• **WHAT THE TASK REQUIRES**
From the listing below, output the part that opens with the line containing "Box each landfill site you can see." and closes with the line containing "[172,99,192,111]" as a JSON array of strings. Use one string per line, include both end lines, and leave out blank lines.

• • •

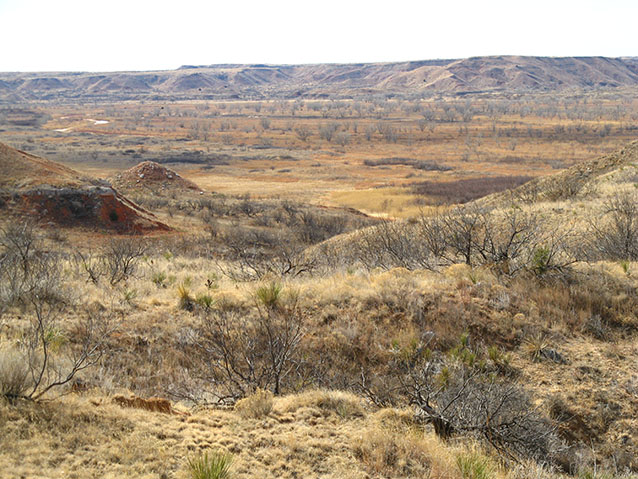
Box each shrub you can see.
[177,282,194,311]
[151,271,167,288]
[235,389,273,419]
[188,451,233,479]
[195,294,215,311]
[255,282,282,309]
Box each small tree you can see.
[585,193,638,261]
[197,283,305,401]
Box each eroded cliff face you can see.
[0,185,170,233]
[0,143,170,234]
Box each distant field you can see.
[0,89,638,216]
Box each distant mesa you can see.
[0,143,170,233]
[0,56,638,101]
[110,161,201,193]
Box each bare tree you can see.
[197,283,305,400]
[584,193,638,261]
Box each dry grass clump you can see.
[0,348,31,399]
[188,451,233,479]
[277,390,365,419]
[456,450,497,479]
[235,389,273,419]
[353,428,438,479]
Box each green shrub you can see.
[255,282,283,309]
[188,451,233,479]
[195,294,215,311]
[456,451,495,479]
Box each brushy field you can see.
[0,89,638,217]
[0,92,638,479]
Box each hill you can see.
[0,143,169,233]
[110,161,201,194]
[0,56,638,100]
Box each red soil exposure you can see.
[0,144,170,233]
[111,161,200,192]
[0,187,170,233]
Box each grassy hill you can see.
[0,143,638,479]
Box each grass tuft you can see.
[188,451,233,479]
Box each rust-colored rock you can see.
[110,161,200,193]
[0,143,170,233]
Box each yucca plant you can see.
[195,294,215,311]
[177,282,194,311]
[255,282,283,309]
[188,451,233,479]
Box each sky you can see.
[0,0,638,72]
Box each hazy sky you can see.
[0,0,638,71]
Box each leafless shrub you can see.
[104,238,148,285]
[583,193,638,261]
[197,284,305,401]
[388,340,560,461]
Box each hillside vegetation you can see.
[0,143,638,479]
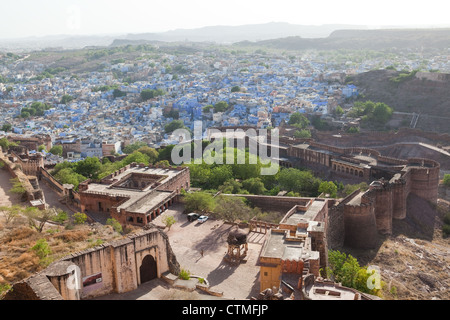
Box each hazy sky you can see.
[0,0,450,39]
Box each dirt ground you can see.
[99,204,264,300]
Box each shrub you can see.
[52,210,69,223]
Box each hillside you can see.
[235,29,450,50]
[347,70,450,133]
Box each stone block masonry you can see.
[5,225,180,300]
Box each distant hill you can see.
[235,28,450,50]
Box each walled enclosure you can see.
[5,226,180,300]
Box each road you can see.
[0,169,21,207]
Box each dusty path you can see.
[0,169,21,207]
[97,204,264,300]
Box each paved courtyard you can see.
[100,204,264,300]
[0,169,21,207]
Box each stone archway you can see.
[139,254,158,283]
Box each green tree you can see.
[140,89,165,101]
[24,207,56,233]
[213,195,254,223]
[318,181,337,198]
[137,146,159,163]
[209,164,233,189]
[49,145,63,156]
[219,178,243,194]
[52,168,87,190]
[242,177,266,194]
[158,144,175,162]
[278,168,321,197]
[0,138,17,151]
[52,210,69,223]
[294,129,311,139]
[31,239,52,266]
[113,89,127,98]
[442,173,450,187]
[214,101,229,112]
[74,157,102,179]
[61,94,73,104]
[9,178,26,197]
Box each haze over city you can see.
[0,0,449,39]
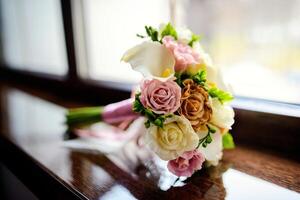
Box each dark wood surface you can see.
[0,83,300,199]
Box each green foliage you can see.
[136,23,177,43]
[188,33,201,47]
[161,23,177,40]
[132,93,172,128]
[65,106,103,130]
[192,70,207,86]
[145,26,160,42]
[208,87,233,104]
[197,125,216,148]
[222,132,235,149]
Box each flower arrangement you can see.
[67,23,234,177]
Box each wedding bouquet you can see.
[66,23,234,177]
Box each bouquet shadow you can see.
[66,125,231,199]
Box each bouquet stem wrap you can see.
[66,99,139,129]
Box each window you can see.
[0,0,300,106]
[178,0,300,104]
[74,0,170,83]
[1,0,67,75]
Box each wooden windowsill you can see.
[0,82,300,199]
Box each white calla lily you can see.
[176,27,193,44]
[198,127,223,166]
[122,41,175,81]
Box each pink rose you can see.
[168,150,205,177]
[162,36,200,72]
[141,79,181,114]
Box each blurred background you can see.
[0,0,300,104]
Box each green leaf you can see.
[145,26,160,42]
[222,132,235,149]
[188,33,201,47]
[208,87,233,104]
[161,23,177,40]
[192,70,207,86]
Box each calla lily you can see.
[122,41,175,81]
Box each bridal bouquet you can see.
[67,23,234,177]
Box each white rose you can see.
[210,98,234,129]
[145,115,199,160]
[198,127,223,166]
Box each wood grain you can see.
[0,83,300,199]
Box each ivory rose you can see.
[162,36,201,72]
[179,79,212,131]
[168,150,205,177]
[141,79,181,114]
[145,115,199,160]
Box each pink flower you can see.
[168,150,205,177]
[162,36,200,72]
[141,79,181,114]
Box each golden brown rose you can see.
[179,79,212,131]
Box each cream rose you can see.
[210,98,234,129]
[145,115,199,160]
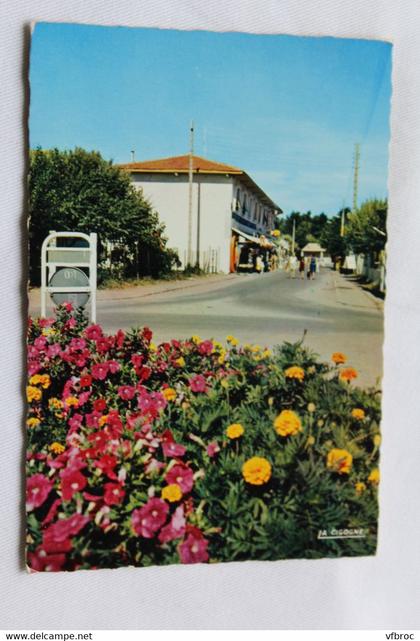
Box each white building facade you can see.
[119,155,281,273]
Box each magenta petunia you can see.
[92,363,109,381]
[104,483,125,505]
[118,385,136,401]
[188,374,207,392]
[165,463,194,494]
[131,498,169,539]
[179,528,209,563]
[84,325,103,341]
[60,467,87,501]
[158,505,186,543]
[26,474,53,512]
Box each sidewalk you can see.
[331,271,384,311]
[28,274,238,313]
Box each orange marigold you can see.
[274,410,302,436]
[284,365,305,381]
[327,448,353,474]
[242,456,271,485]
[339,367,358,383]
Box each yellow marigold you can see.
[226,423,245,439]
[26,416,41,427]
[327,448,353,474]
[26,385,42,403]
[331,352,347,365]
[242,456,271,485]
[339,367,358,383]
[354,481,366,494]
[274,410,302,436]
[48,396,63,410]
[48,441,66,454]
[64,396,79,407]
[368,467,380,485]
[284,365,305,381]
[162,387,176,401]
[161,483,182,503]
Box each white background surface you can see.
[0,0,420,629]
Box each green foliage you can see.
[29,148,177,284]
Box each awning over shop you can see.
[232,227,261,245]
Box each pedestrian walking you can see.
[309,256,317,280]
[299,256,305,280]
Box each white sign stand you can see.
[41,231,97,323]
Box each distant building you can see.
[119,154,282,273]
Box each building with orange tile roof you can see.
[119,154,282,273]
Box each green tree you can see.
[29,148,176,284]
[346,199,388,256]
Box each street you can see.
[31,269,383,386]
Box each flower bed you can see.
[27,304,380,571]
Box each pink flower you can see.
[84,325,103,341]
[131,498,169,539]
[92,363,109,381]
[158,505,186,543]
[206,441,220,458]
[42,514,89,553]
[28,545,66,572]
[104,483,125,505]
[26,474,53,512]
[60,467,87,501]
[179,528,209,563]
[198,341,213,356]
[165,463,194,494]
[189,374,207,392]
[118,385,136,401]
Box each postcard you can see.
[26,23,392,572]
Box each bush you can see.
[27,305,380,571]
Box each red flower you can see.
[60,467,87,501]
[131,498,169,539]
[206,441,220,458]
[93,398,106,412]
[84,325,103,341]
[198,341,213,356]
[179,528,209,563]
[92,363,109,381]
[79,374,92,387]
[118,385,136,401]
[158,505,186,543]
[189,374,207,392]
[94,454,118,480]
[104,483,125,505]
[26,474,53,512]
[42,514,89,553]
[165,463,194,494]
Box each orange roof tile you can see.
[118,154,243,174]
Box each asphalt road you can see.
[97,270,383,386]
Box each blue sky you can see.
[29,23,391,215]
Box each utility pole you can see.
[292,219,296,256]
[353,142,360,213]
[187,121,194,265]
[195,167,201,269]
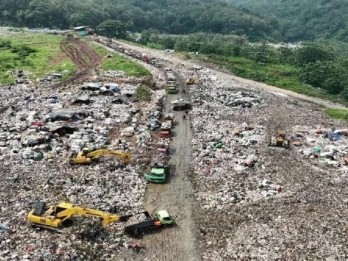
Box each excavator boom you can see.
[70,149,132,164]
[27,202,130,228]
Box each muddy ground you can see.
[109,38,348,260]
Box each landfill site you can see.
[0,32,348,261]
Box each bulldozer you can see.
[269,131,290,149]
[69,148,132,164]
[186,78,196,85]
[27,201,132,230]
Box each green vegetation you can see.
[92,45,150,77]
[228,0,348,42]
[137,31,348,104]
[0,0,280,40]
[325,108,348,121]
[0,34,76,84]
[135,86,151,102]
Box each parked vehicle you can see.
[125,210,174,236]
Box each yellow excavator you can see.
[69,148,132,164]
[27,201,132,229]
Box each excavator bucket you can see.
[269,131,290,149]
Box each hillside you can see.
[0,0,279,40]
[228,0,348,42]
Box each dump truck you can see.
[125,210,174,236]
[186,78,196,85]
[269,131,290,149]
[166,85,179,94]
[161,120,173,130]
[144,164,169,183]
[69,148,132,164]
[172,99,191,111]
[159,130,172,139]
[157,142,170,154]
[27,201,132,230]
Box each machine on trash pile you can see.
[69,148,132,164]
[27,201,132,229]
[125,210,174,236]
[269,131,290,149]
[172,99,192,111]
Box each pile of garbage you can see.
[291,126,348,171]
[218,91,263,108]
[182,64,347,260]
[0,70,165,260]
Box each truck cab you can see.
[144,166,168,183]
[154,210,174,226]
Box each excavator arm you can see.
[69,149,132,164]
[28,202,131,228]
[86,149,131,164]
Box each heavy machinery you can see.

• • •

• **SOLVED PROBLEM**
[
  "Box each landfill site you can see.",
  "[0,32,348,261]",
  "Box each bulldozer you can see.",
  "[269,131,290,149]",
  "[69,148,132,164]",
  "[186,78,196,85]",
  "[27,201,132,230]",
  "Box each green vegetation you can see.",
  "[92,45,150,77]",
  "[228,0,348,42]",
  "[137,31,348,104]",
  "[0,0,280,40]",
  "[325,108,348,121]",
  "[0,34,76,84]",
  "[135,86,151,102]",
  "Box each parked vehicle you can see.",
  "[125,210,174,236]",
  "Box each yellow excavator you can see.",
  "[69,148,132,164]",
  "[27,201,132,229]",
  "Box each excavator bucket you can see.",
  "[269,131,290,149]",
  "Box each hillside you can see.",
  "[0,0,279,40]",
  "[228,0,348,42]",
  "Box each dump truck you can see.",
  "[125,210,174,236]",
  "[186,78,196,85]",
  "[269,131,290,149]",
  "[166,85,179,94]",
  "[161,120,173,130]",
  "[144,164,169,183]",
  "[69,148,132,164]",
  "[172,99,191,111]",
  "[159,130,172,139]",
  "[157,142,170,154]",
  "[27,201,132,230]",
  "Box each machine on trash pile you can see.",
  "[69,148,132,164]",
  "[27,201,132,229]",
  "[125,210,174,236]",
  "[269,131,290,149]",
  "[172,99,192,111]"
]